- Page excerpt -

==*==

The United States' lead in aerospace is being
lost by offset
deals that send jobs and technology know-how
overseas.Any long-term expansion must produce enough
quality jobs to improve the lives of working families. Unless we
do it right, the U.S. economy could slip into an extended period
of slow growth and few new jobs.
Barry Bluestone, professor of Political Economy at
Northeastern University in Boston, MA, warns we need to assure
long-term economic growth, long-term prosperity and ensure that
growth is more evenly distributed.
What's the secret to long term growth?" asks Bluestone. It's
the public sector and the private sector working together to
create new technologies and new industries. The tremendous
investment in aircraft technology not only gave us the best
fighters and bombers, but the 707, the 727, McDonald Douglas and
Lockheed. There were enormous investments in education and in
public infrastructure from interstate highways to airports. Even
the internet was first developed by the Defense Department."

==*==

- Records supplied -
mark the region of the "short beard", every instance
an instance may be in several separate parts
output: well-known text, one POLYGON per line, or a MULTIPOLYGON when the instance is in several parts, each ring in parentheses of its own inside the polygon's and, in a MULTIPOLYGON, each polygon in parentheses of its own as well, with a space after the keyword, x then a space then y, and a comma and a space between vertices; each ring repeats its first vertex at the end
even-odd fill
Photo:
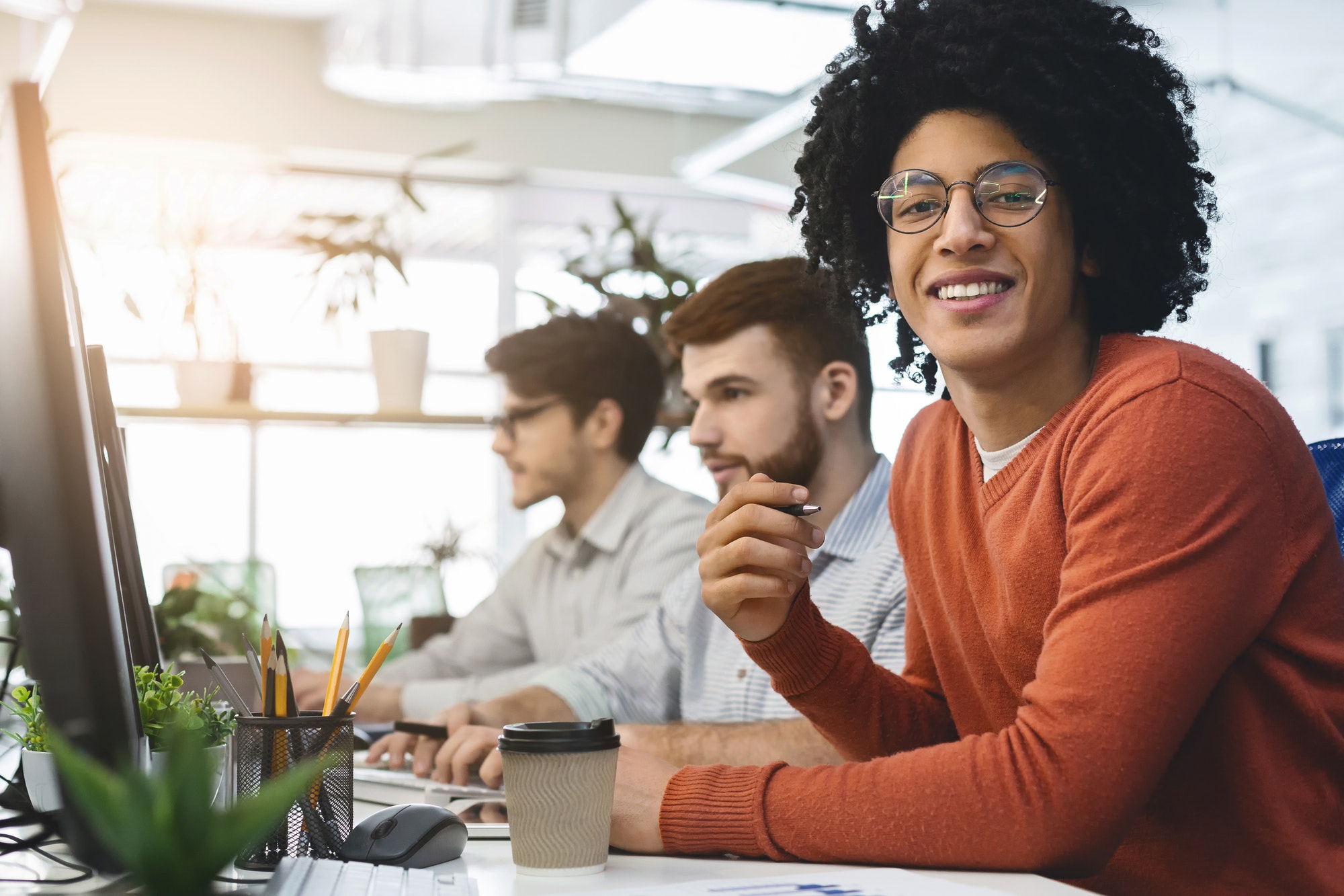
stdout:
MULTIPOLYGON (((784 448, 761 460, 742 457, 742 465, 747 468, 749 476, 763 472, 770 479, 790 486, 809 486, 812 483, 812 478, 817 475, 817 467, 821 465, 821 429, 812 418, 809 398, 810 396, 804 391, 798 406, 798 422, 789 439, 785 440, 784 448)), ((727 491, 728 487, 720 484, 719 498, 723 498, 727 491)))

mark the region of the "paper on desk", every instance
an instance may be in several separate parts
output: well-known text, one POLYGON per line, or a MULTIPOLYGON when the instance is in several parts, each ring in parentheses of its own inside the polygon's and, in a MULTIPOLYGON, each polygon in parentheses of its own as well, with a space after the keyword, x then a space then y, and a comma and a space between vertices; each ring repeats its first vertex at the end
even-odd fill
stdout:
POLYGON ((999 891, 913 874, 898 868, 863 868, 780 877, 716 877, 687 884, 603 891, 602 896, 1000 896, 999 891))

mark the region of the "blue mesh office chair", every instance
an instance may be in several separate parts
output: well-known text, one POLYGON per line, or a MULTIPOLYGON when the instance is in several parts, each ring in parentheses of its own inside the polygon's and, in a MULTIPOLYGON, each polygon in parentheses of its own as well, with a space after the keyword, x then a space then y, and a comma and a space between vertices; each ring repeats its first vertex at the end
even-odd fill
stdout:
POLYGON ((1316 468, 1325 482, 1325 496, 1335 514, 1335 535, 1344 548, 1344 439, 1327 439, 1308 445, 1316 468))

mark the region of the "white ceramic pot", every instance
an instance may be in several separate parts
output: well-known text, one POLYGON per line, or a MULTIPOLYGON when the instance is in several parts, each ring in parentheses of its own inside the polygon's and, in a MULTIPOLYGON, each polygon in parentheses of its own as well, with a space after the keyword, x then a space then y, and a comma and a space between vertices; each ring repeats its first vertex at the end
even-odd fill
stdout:
POLYGON ((429 334, 423 330, 375 330, 374 350, 378 409, 383 413, 419 413, 429 366, 429 334))
POLYGON ((183 408, 208 408, 228 402, 234 390, 231 361, 179 361, 177 401, 183 408))
MULTIPOLYGON (((206 753, 214 763, 214 770, 215 770, 215 780, 211 790, 214 796, 211 796, 211 802, 215 806, 219 806, 219 800, 224 790, 224 772, 228 770, 228 744, 219 744, 218 747, 207 747, 206 753)), ((167 766, 168 766, 168 753, 160 753, 160 752, 149 753, 149 771, 152 771, 155 775, 161 775, 164 772, 164 768, 167 768, 167 766)), ((27 770, 24 770, 24 775, 27 774, 28 774, 27 770)))
POLYGON ((39 813, 60 809, 60 782, 56 779, 56 760, 51 753, 23 751, 23 783, 28 787, 28 800, 39 813))

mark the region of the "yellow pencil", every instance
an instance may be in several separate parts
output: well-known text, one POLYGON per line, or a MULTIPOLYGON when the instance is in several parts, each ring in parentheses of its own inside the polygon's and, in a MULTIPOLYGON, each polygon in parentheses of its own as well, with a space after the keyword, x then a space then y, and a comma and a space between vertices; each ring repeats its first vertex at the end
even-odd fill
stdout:
POLYGON ((327 700, 323 701, 323 716, 331 716, 340 700, 340 673, 345 667, 345 644, 349 643, 349 611, 345 611, 345 622, 336 632, 336 652, 332 654, 332 674, 327 678, 327 700))
MULTIPOLYGON (((269 613, 261 618, 261 639, 259 640, 261 640, 261 667, 263 670, 265 669, 270 669, 270 615, 269 613)), ((266 690, 265 690, 265 686, 269 686, 270 681, 266 679, 266 678, 262 678, 262 681, 263 681, 263 687, 262 687, 262 694, 261 694, 261 702, 262 702, 262 705, 265 705, 266 704, 266 690)))
POLYGON ((378 651, 374 652, 374 658, 368 661, 364 666, 364 673, 359 677, 359 690, 355 692, 355 700, 349 704, 349 712, 355 712, 355 706, 359 705, 359 698, 364 696, 368 690, 368 682, 374 681, 374 675, 382 669, 383 661, 387 659, 387 654, 391 652, 392 644, 396 643, 396 632, 402 630, 401 626, 392 630, 392 634, 383 639, 383 643, 378 646, 378 651))
POLYGON ((280 650, 276 655, 280 658, 276 663, 276 717, 285 718, 289 716, 289 658, 280 650))

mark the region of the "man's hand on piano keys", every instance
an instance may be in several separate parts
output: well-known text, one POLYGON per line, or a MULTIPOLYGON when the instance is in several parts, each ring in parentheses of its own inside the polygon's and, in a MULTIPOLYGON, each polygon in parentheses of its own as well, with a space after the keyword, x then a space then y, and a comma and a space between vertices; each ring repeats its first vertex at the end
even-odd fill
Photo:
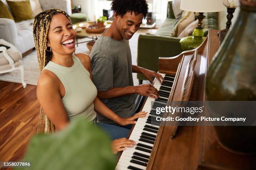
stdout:
POLYGON ((142 68, 141 71, 141 73, 145 75, 146 78, 148 79, 148 80, 149 80, 151 84, 152 85, 154 84, 154 81, 152 79, 152 77, 155 77, 156 79, 158 80, 160 84, 161 84, 162 81, 164 81, 164 79, 163 76, 155 71, 146 69, 146 68, 142 68))
POLYGON ((134 86, 135 93, 140 95, 149 96, 154 98, 159 97, 158 90, 150 84, 141 85, 134 86))
POLYGON ((125 126, 130 124, 135 124, 136 123, 136 121, 134 120, 139 118, 145 117, 147 113, 147 112, 140 112, 134 115, 134 116, 131 117, 127 118, 122 118, 120 117, 118 123, 122 126, 125 126))
POLYGON ((135 142, 125 138, 116 139, 111 142, 112 152, 115 154, 118 152, 125 150, 125 147, 131 147, 135 145, 135 142))

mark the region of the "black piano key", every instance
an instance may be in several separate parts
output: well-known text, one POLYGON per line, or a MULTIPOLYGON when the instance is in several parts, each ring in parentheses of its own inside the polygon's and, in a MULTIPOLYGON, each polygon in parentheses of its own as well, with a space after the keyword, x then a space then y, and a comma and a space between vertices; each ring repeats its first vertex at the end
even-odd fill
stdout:
POLYGON ((165 76, 168 76, 168 77, 172 78, 174 78, 175 77, 175 76, 174 75, 168 75, 168 74, 166 74, 165 76))
POLYGON ((159 96, 158 98, 157 98, 157 99, 159 99, 159 100, 161 100, 161 101, 166 101, 166 102, 167 101, 168 101, 168 98, 167 99, 164 98, 163 98, 161 97, 161 96, 159 96))
POLYGON ((149 125, 145 125, 144 126, 144 127, 145 128, 149 128, 149 129, 154 129, 154 130, 158 130, 159 129, 158 128, 154 127, 152 126, 149 126, 149 125))
POLYGON ((134 166, 131 165, 129 165, 128 167, 127 167, 127 169, 132 170, 143 170, 143 169, 139 168, 138 168, 134 167, 134 166))
POLYGON ((151 144, 153 144, 154 143, 154 141, 152 140, 148 140, 147 139, 144 139, 144 138, 140 138, 139 139, 139 140, 141 142, 146 142, 146 143, 150 143, 151 144))
POLYGON ((168 101, 168 100, 165 99, 163 99, 163 98, 158 98, 156 99, 156 101, 159 101, 165 102, 166 102, 166 101, 168 101))
POLYGON ((136 164, 140 165, 141 165, 147 166, 147 163, 146 162, 142 162, 139 161, 138 160, 136 160, 134 159, 132 159, 130 161, 130 162, 135 163, 136 164))
POLYGON ((141 151, 143 151, 143 152, 146 152, 148 153, 151 153, 151 150, 149 150, 148 149, 145 149, 143 148, 141 148, 141 147, 140 147, 139 146, 137 146, 136 148, 135 148, 135 149, 137 150, 141 150, 141 151))
POLYGON ((166 81, 163 82, 162 84, 161 84, 161 86, 164 85, 165 86, 172 87, 172 86, 173 84, 173 82, 171 82, 169 81, 166 81))
POLYGON ((173 82, 166 81, 163 82, 162 84, 161 84, 161 86, 164 85, 165 86, 171 87, 172 86, 173 84, 173 82))
POLYGON ((161 113, 160 114, 156 114, 156 112, 149 112, 149 115, 154 115, 155 116, 159 116, 159 117, 162 117, 163 115, 164 115, 164 113, 161 113))
POLYGON ((152 123, 160 123, 159 122, 155 120, 154 119, 152 119, 150 118, 148 118, 148 119, 147 119, 147 121, 149 121, 149 122, 151 122, 152 123))
POLYGON ((171 93, 169 92, 167 92, 166 91, 164 91, 164 90, 159 90, 159 92, 161 92, 164 94, 165 94, 166 95, 170 95, 170 93, 171 93))
POLYGON ((164 103, 161 103, 159 102, 154 102, 154 103, 153 104, 153 105, 152 106, 152 108, 156 108, 156 107, 160 107, 160 108, 162 108, 162 107, 164 107, 166 106, 166 105, 165 104, 164 104, 164 103))
POLYGON ((141 153, 139 153, 137 152, 134 152, 133 154, 135 155, 140 156, 141 157, 145 158, 146 158, 148 159, 149 159, 149 156, 147 155, 145 155, 141 153))
POLYGON ((146 128, 143 128, 143 130, 147 131, 148 132, 152 132, 153 133, 157 133, 157 131, 155 130, 153 130, 153 129, 149 129, 146 128))
POLYGON ((166 87, 160 86, 159 90, 163 90, 166 91, 167 92, 170 92, 172 90, 171 88, 167 88, 166 87))
POLYGON ((168 77, 165 77, 164 79, 165 80, 174 81, 174 78, 170 78, 168 77))
POLYGON ((160 123, 159 121, 156 120, 156 118, 154 116, 149 116, 147 119, 147 120, 155 122, 156 123, 160 123))
MULTIPOLYGON (((160 123, 157 123, 156 122, 151 122, 151 121, 148 121, 148 120, 147 120, 146 122, 146 123, 148 123, 148 124, 150 124, 150 125, 156 125, 156 126, 159 126, 160 125, 160 123)), ((150 132, 150 131, 149 131, 149 132, 150 132)))
POLYGON ((141 157, 140 157, 139 156, 133 155, 132 156, 132 158, 138 160, 140 160, 141 161, 145 162, 148 162, 148 160, 143 158, 141 157))
POLYGON ((152 138, 156 138, 156 135, 155 135, 151 134, 151 133, 147 133, 146 132, 143 132, 141 133, 141 135, 145 135, 148 136, 150 136, 152 138))
POLYGON ((151 150, 153 149, 153 147, 152 146, 143 144, 142 143, 138 143, 137 144, 137 145, 138 146, 140 146, 141 147, 149 149, 151 150))
POLYGON ((169 98, 169 95, 166 95, 165 94, 163 94, 162 92, 159 92, 159 95, 160 97, 163 97, 164 98, 169 98))
POLYGON ((152 141, 154 141, 155 140, 156 140, 156 139, 154 138, 150 137, 143 135, 141 135, 140 137, 144 139, 148 139, 148 140, 152 140, 152 141))

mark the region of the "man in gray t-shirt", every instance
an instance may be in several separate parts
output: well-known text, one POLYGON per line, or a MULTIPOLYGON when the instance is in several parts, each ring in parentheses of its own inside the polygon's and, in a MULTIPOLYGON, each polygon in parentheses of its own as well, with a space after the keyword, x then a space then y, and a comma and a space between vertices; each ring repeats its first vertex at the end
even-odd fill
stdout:
MULTIPOLYGON (((133 86, 132 72, 143 74, 152 84, 152 76, 160 82, 160 78, 164 78, 154 71, 132 65, 128 40, 146 16, 146 1, 114 0, 111 10, 114 14, 113 22, 99 37, 90 55, 92 78, 99 98, 120 117, 127 118, 133 115, 137 109, 136 94, 154 98, 159 95, 157 90, 150 84, 133 86)), ((97 120, 116 124, 100 114, 97 114, 97 120)))

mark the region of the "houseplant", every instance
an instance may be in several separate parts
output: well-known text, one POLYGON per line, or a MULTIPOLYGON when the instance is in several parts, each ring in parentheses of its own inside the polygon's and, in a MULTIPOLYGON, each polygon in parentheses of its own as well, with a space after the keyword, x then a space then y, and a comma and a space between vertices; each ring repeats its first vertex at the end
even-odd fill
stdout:
POLYGON ((97 19, 97 25, 98 27, 104 27, 104 22, 107 20, 107 17, 102 16, 100 18, 97 19))

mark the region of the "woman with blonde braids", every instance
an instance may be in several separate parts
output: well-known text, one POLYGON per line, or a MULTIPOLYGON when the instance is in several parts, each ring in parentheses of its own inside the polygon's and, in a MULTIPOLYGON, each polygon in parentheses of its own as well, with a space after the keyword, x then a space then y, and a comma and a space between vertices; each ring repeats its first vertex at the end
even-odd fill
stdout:
POLYGON ((135 120, 146 113, 122 118, 97 97, 90 57, 73 54, 76 36, 69 15, 58 9, 42 12, 35 18, 33 32, 41 72, 37 89, 41 106, 38 131, 61 130, 79 117, 94 122, 110 135, 115 153, 135 145, 125 138, 128 130, 95 121, 95 110, 122 125, 135 123, 135 120))

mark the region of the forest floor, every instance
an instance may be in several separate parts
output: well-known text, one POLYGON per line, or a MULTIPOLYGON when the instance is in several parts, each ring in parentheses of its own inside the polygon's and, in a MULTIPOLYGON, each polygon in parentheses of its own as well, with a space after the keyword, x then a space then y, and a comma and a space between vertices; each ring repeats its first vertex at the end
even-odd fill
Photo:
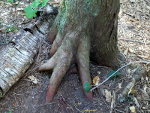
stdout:
MULTIPOLYGON (((5 47, 12 35, 31 20, 23 15, 27 0, 15 6, 0 1, 0 49, 5 47)), ((150 1, 121 0, 118 27, 118 46, 128 62, 150 62, 150 1)), ((149 113, 150 112, 150 65, 141 64, 149 73, 145 74, 130 91, 131 97, 119 102, 119 96, 131 80, 129 75, 108 80, 94 91, 92 101, 83 93, 78 74, 67 74, 51 103, 45 103, 45 93, 50 72, 38 72, 37 67, 49 59, 50 44, 42 41, 35 63, 4 98, 0 99, 0 113, 149 113), (42 50, 42 51, 41 51, 42 50), (135 109, 135 111, 134 111, 135 109)), ((112 70, 105 66, 90 65, 92 78, 99 76, 100 82, 112 70)))

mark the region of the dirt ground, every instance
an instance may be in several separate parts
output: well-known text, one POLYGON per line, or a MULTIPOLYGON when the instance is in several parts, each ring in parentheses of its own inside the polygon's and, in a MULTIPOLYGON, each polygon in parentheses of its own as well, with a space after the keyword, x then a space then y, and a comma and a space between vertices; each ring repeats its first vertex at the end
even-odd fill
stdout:
MULTIPOLYGON (((23 16, 23 8, 27 4, 29 2, 26 0, 20 1, 15 10, 15 6, 0 1, 0 48, 9 43, 11 40, 9 37, 15 34, 15 31, 30 22, 23 16)), ((121 0, 118 41, 120 51, 128 62, 150 62, 149 0, 121 0)), ((132 90, 132 97, 128 97, 125 102, 120 102, 119 97, 131 80, 130 74, 108 80, 94 91, 93 100, 87 100, 84 97, 78 74, 67 74, 54 100, 51 103, 45 103, 45 93, 51 72, 38 72, 37 67, 43 60, 50 57, 49 42, 42 41, 40 48, 39 54, 35 57, 35 63, 25 76, 4 98, 0 99, 0 113, 130 113, 134 108, 136 112, 131 113, 150 112, 150 74, 145 74, 136 83, 132 90), (110 98, 111 101, 109 101, 110 98)), ((141 64, 141 66, 147 71, 150 70, 150 65, 141 64)), ((100 82, 107 78, 106 75, 110 71, 108 67, 91 62, 91 76, 92 78, 99 76, 100 82)))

==*==

- To-do list -
**A)** Print the passage on U.S. economic growth between "The United States'" and "more evenly distributed.", inclusive, word for word.
**B)** In the entries, rewrite the lines between the one holding "hand on piano" and the one holding "POLYGON ((135 142, 125", inclusive, changing "man's hand" to "person's hand" and leaving everything else the same. Return only those lines, without the pictures.

- Answers to the tasks -
**A)**
The United States' lead in aerospace is being
lost by offset
deals that send jobs and technology know-how
overseas.Any long-term expansion must produce enough
quality jobs to improve the lives of working families. Unless we
do it right, the U.S. economy could slip into an extended period
of slow growth and few new jobs.
Barry Bluestone, professor of Political Economy at
Northeastern University in Boston, MA, warns we need to assure
long-term economic growth, long-term prosperity and ensure that
growth is more evenly distributed.

**B)**
mark the region of the "person's hand on piano keys", every instance
an instance may be in several separate parts
output: well-known text, one POLYGON per line, or a MULTIPOLYGON when the instance is in several parts, each ring in parentheses of its own inside the polygon's and, in a MULTIPOLYGON, each polygon in parentheses of its own as well, with a space after the keyword, x then a space then y, and a comma and a space between vertices; each ring repeats its first vertex at the end
even-odd fill
Photo:
stdout:
POLYGON ((142 68, 141 71, 141 73, 145 75, 146 78, 148 79, 148 80, 149 80, 151 84, 152 85, 154 84, 154 81, 152 79, 152 77, 155 77, 156 79, 158 80, 160 84, 161 84, 162 81, 164 81, 164 79, 163 76, 155 71, 146 69, 146 68, 142 68))
POLYGON ((134 86, 135 93, 140 95, 149 96, 154 98, 159 97, 158 90, 150 84, 141 85, 134 86))
POLYGON ((125 126, 130 124, 135 124, 136 123, 136 121, 134 120, 139 118, 145 117, 147 113, 147 112, 140 112, 134 115, 134 116, 131 117, 127 118, 122 118, 120 117, 118 123, 122 126, 125 126))
POLYGON ((135 142, 125 138, 116 139, 111 142, 112 152, 115 154, 118 152, 125 150, 125 147, 131 147, 135 145, 135 142))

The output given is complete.